_Sezione del documento_:
Antonino Monteleone non nasconde la soddisfazione per la riapertura del caso della strage di Erba, in particolare per la decisione della Corte d’Appello di Brescia di accogliere la richiesta di revisione del processo per Olindo Romano e Rosa Bazzi, entrambi condannati all’ergastolo in via definitiva. Nel nuovo servizio realizzato per Le Iene, però, si sofferma sulle notizie di alcuni giornali, in quanto non rispecchierebbero la realtà dei fatti. “Purtroppo, sono state dette e scritte tantissime cose false. Così abbiamo deciso di fare un fact checking per mettere a disposizione dei colleghi, che vogliono continuare ad occuparsi del caso, le conoscenze maturate in anni di studio, perché siamo convinti che alla verità si arriva solo dicendo la verità”. L’inviato inizia da un articolo del Corriere della Sera del 10 gennaio 2024, in cui si scrive che “chi commise la strage, prima di entrare nella casa, staccò la corrente elettrica, facendo precipitare l’edificio nel buio. Gli inquirenti hanno rilevato sul contatore elettrico di casa Castagna-Marzouk le impronte digitali di Olindo Romano”.

Voci di puntamento ed etichettatura

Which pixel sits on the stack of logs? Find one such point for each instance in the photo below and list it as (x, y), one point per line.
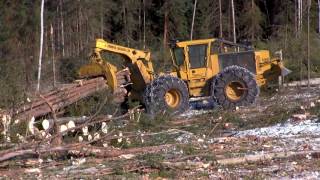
(57, 99)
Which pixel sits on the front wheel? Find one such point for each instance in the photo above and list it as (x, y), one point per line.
(235, 86)
(166, 94)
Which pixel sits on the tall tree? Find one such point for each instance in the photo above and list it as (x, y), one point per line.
(251, 20)
(233, 22)
(41, 46)
(220, 20)
(319, 16)
(193, 17)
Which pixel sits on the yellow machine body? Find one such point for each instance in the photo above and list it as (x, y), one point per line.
(137, 61)
(214, 54)
(196, 62)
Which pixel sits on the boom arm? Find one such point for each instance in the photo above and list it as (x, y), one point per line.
(138, 62)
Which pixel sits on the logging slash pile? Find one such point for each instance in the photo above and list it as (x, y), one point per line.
(277, 137)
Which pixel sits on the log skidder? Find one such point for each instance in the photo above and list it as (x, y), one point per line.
(235, 86)
(238, 70)
(166, 94)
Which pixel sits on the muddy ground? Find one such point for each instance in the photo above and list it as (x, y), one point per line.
(278, 137)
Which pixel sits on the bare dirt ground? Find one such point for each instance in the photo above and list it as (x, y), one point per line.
(278, 137)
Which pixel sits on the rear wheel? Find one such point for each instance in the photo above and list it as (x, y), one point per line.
(166, 94)
(235, 86)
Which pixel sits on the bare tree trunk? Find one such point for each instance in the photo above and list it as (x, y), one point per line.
(233, 22)
(300, 16)
(296, 17)
(144, 24)
(139, 23)
(41, 47)
(308, 53)
(126, 23)
(193, 17)
(53, 56)
(62, 28)
(101, 23)
(252, 32)
(165, 28)
(220, 20)
(319, 16)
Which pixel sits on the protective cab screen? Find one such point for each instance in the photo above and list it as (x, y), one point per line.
(242, 59)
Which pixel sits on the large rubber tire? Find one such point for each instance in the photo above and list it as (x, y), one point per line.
(241, 81)
(155, 96)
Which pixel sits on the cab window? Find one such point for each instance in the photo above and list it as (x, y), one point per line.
(197, 56)
(179, 56)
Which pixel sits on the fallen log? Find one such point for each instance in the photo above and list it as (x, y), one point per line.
(83, 150)
(266, 157)
(63, 98)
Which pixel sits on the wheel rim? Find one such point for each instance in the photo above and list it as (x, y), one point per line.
(173, 98)
(235, 90)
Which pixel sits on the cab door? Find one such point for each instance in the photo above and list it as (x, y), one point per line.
(198, 57)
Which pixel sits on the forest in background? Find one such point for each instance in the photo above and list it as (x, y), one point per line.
(71, 26)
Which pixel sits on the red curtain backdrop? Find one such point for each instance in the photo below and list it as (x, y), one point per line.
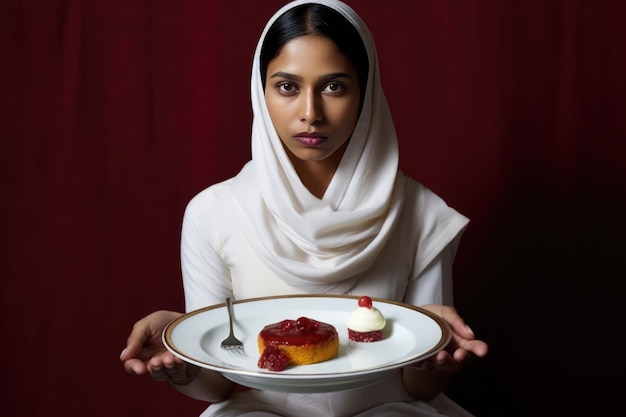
(115, 113)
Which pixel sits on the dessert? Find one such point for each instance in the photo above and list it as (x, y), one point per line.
(296, 342)
(366, 323)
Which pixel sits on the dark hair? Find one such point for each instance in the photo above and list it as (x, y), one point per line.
(317, 19)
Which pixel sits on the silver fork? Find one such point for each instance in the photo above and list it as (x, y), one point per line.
(231, 342)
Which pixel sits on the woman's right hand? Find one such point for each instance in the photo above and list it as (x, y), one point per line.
(145, 351)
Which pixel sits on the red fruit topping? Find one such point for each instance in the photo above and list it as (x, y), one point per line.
(286, 324)
(365, 301)
(273, 359)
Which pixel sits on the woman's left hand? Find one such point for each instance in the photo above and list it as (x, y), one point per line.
(463, 343)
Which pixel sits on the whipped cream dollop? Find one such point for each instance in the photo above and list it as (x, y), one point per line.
(366, 319)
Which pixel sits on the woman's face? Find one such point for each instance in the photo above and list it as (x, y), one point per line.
(312, 94)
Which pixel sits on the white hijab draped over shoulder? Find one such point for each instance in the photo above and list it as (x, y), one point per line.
(322, 245)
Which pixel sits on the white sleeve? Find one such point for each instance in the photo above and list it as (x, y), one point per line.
(434, 284)
(206, 279)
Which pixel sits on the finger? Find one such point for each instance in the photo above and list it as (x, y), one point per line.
(159, 374)
(135, 367)
(477, 347)
(178, 374)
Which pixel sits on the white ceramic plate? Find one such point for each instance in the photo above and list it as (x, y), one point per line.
(411, 335)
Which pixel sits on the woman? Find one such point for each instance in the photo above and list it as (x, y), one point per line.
(320, 208)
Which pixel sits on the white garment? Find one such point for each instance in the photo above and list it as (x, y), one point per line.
(414, 267)
(321, 245)
(375, 232)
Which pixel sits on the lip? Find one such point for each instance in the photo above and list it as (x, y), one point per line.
(310, 138)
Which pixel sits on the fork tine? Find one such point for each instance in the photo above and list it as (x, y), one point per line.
(231, 342)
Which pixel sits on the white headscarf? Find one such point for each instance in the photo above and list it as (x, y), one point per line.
(322, 245)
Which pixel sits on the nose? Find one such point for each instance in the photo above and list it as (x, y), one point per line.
(311, 108)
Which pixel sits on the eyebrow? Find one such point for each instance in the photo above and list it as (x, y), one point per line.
(326, 77)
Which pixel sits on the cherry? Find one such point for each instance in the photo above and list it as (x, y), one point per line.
(365, 301)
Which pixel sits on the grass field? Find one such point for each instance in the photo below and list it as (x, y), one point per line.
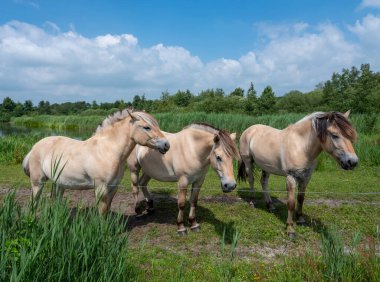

_Serie di compiti_:
- a) Secondo l'articolo sulla strage di Erba, quale corte ha accolto la richiesta di revisione del processo per Olindo Romano e Rosa Bazzi?
- b) Elenca tutte le persone citate con nome e cognome nell'articolo sulla strage di Erba.
- c) Scrivi il seguito dell'articolo sulla strage di Erba a partire dall'ultima frase.

_Risposte ai compiti_:
- a) La Corte d'Appello di Brescia.

- b) Antonino Monteleone, Olindo Romano, Rosa Bazzi

- c)
Un dettaglio “clamorosamente falso”, spiega Monteleone, tirando in ballo un verbale del 2007 che indica appunto l’opposto. “Sarebbe stata la più formidabile prova della loro colpevolezza”. Sempre il 10 gennaio, il Messaggero in un articolo scrive che Olindo Romano e Rosa Bazzi sarebbero stati “sempre indifferenti a quanto avvenuto” e “non sapendo di essere intercettati, a Olindo scappò anche: ‘Finalmente un po’ di silenzio in questa casa’”. Montelone smentisce, spiegando che questa affermazione non è mai stata fatta perché non c’è nessuna intercettazione che la riporta. “È una leggenda metropolitana che gira da anni”, prosegue l’inviato de Le Iene.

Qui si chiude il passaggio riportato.